### RECORDS FOR THIS EXERCISE
-- Begin --
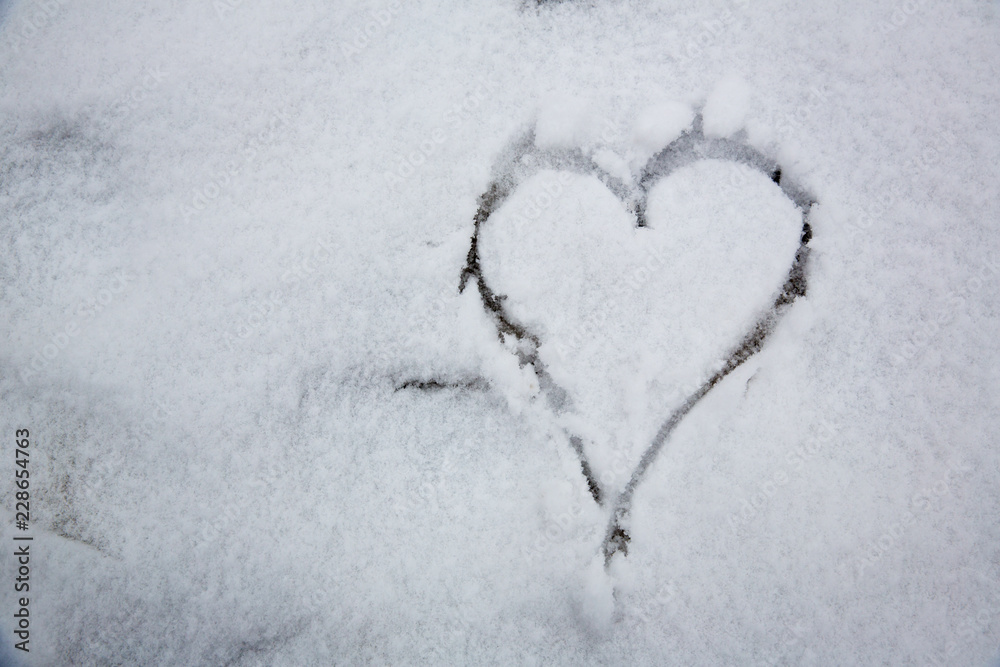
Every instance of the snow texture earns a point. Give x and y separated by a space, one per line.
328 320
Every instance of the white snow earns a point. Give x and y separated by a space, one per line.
-- End --
-- Begin --
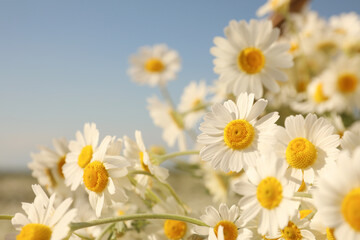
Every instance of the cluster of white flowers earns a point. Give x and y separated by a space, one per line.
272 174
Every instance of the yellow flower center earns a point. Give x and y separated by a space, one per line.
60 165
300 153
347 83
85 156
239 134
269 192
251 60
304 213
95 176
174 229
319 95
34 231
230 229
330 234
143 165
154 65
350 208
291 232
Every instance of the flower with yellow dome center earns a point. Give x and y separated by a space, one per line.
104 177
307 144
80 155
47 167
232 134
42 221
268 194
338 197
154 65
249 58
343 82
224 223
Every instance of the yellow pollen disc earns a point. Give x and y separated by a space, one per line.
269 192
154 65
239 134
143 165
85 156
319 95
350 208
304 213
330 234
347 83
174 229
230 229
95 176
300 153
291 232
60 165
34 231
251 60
-- End --
### WHAT IS BEING ASKED
Copy out every line above that contains the word "white".

### FINAL ANSWER
Every instance of the white snow earns a point. Give x and y separated by a space, one per line.
Every instance of the cluster of white flowers earns a point. Give x and y separated by a space, one per line.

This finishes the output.